***** INFORMATION GIVEN *****
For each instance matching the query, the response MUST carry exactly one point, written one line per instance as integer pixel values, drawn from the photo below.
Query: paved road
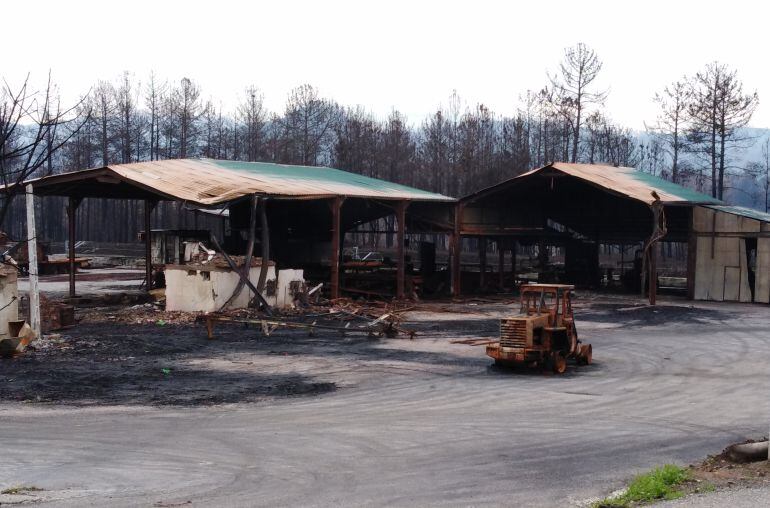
(738, 498)
(670, 385)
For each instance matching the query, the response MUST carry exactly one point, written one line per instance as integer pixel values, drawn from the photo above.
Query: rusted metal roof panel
(620, 180)
(209, 182)
(742, 211)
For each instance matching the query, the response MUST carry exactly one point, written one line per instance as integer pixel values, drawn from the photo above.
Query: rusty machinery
(543, 333)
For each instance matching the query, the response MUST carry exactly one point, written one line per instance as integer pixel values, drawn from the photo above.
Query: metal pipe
(401, 259)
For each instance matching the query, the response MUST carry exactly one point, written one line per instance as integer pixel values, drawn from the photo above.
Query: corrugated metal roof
(742, 211)
(209, 182)
(629, 182)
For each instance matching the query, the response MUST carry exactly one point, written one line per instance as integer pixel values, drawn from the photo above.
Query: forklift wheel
(559, 362)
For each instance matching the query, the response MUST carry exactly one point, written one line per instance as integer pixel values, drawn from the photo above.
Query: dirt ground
(135, 407)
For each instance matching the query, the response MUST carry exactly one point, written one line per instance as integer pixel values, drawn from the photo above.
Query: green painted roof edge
(325, 174)
(742, 211)
(682, 192)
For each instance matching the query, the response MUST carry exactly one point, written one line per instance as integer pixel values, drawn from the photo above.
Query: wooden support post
(401, 259)
(653, 264)
(692, 252)
(514, 247)
(34, 292)
(72, 206)
(482, 262)
(148, 208)
(265, 241)
(455, 252)
(334, 258)
(501, 262)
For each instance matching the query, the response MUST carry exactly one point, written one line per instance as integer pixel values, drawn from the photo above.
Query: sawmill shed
(307, 210)
(581, 206)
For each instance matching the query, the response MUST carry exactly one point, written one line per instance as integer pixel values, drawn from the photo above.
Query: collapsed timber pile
(339, 315)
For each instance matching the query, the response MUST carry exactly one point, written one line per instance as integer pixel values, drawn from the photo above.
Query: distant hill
(741, 189)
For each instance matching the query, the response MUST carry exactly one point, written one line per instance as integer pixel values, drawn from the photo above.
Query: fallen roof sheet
(621, 180)
(742, 211)
(209, 182)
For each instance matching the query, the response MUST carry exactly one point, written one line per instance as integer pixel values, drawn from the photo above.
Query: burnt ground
(151, 364)
(137, 407)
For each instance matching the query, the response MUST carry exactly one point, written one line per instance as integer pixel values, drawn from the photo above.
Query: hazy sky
(408, 55)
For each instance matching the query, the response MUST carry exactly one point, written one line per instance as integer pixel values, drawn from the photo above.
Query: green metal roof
(684, 193)
(320, 180)
(742, 211)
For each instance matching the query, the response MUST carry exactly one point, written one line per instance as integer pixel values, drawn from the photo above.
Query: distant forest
(694, 141)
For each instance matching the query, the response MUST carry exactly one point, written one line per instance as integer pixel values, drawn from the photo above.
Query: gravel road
(415, 423)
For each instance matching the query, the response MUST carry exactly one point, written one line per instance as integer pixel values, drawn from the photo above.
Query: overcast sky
(408, 55)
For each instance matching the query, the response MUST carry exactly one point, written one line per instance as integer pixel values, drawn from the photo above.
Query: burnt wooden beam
(334, 257)
(149, 206)
(72, 206)
(400, 238)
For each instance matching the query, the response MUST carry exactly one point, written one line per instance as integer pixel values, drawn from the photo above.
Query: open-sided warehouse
(732, 256)
(306, 210)
(582, 206)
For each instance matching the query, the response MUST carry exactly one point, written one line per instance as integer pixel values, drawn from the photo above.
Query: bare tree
(719, 109)
(672, 121)
(153, 100)
(308, 126)
(187, 99)
(252, 113)
(104, 106)
(761, 170)
(578, 71)
(33, 128)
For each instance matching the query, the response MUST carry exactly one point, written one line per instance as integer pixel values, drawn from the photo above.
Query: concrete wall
(202, 288)
(721, 270)
(9, 300)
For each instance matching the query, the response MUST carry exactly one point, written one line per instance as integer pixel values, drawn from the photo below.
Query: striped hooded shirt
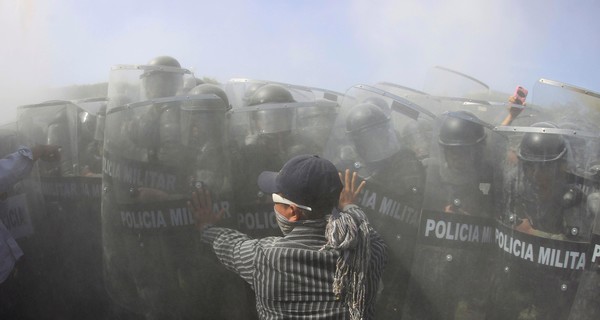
(291, 276)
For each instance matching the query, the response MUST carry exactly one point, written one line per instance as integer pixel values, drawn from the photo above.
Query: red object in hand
(520, 95)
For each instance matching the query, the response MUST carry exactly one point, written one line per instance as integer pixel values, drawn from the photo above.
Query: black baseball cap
(304, 179)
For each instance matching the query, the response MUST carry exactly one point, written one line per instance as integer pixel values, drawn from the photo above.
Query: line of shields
(159, 146)
(54, 213)
(481, 221)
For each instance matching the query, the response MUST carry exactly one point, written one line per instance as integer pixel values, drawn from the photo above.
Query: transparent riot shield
(450, 273)
(544, 221)
(134, 83)
(263, 137)
(365, 139)
(155, 153)
(91, 135)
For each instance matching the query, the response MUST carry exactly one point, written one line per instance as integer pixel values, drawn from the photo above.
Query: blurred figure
(461, 172)
(155, 151)
(269, 141)
(396, 172)
(14, 168)
(549, 192)
(388, 164)
(450, 278)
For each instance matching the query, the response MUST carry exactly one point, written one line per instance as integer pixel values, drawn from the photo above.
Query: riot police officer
(158, 130)
(460, 173)
(551, 195)
(386, 162)
(396, 171)
(267, 145)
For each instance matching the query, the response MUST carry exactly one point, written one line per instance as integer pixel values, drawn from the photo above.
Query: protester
(329, 262)
(14, 168)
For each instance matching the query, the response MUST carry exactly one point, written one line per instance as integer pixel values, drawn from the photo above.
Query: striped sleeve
(235, 250)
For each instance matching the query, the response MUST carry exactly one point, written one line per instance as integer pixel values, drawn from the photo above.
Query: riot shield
(240, 90)
(134, 83)
(263, 137)
(544, 221)
(72, 200)
(91, 135)
(23, 212)
(576, 109)
(365, 139)
(154, 262)
(450, 272)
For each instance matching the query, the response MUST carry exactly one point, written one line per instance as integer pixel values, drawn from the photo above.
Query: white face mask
(285, 225)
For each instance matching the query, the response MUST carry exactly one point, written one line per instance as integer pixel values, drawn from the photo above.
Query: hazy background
(328, 44)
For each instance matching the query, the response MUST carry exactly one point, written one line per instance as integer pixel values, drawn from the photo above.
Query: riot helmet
(462, 137)
(272, 120)
(542, 156)
(271, 93)
(203, 120)
(251, 89)
(461, 128)
(207, 88)
(372, 132)
(159, 82)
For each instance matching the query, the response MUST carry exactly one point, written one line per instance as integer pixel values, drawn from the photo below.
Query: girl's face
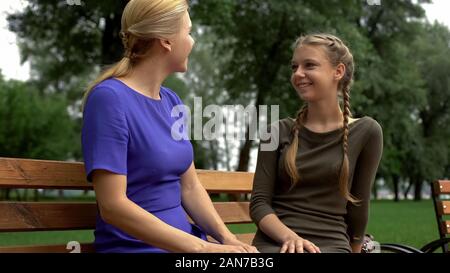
*****
* **WRITTEN INSTRUCTION**: Copy every line above that contains the word "hazy", matching case exactly.

* **EXPECTED OUTPUT**:
Query: hazy sky
Query: hazy background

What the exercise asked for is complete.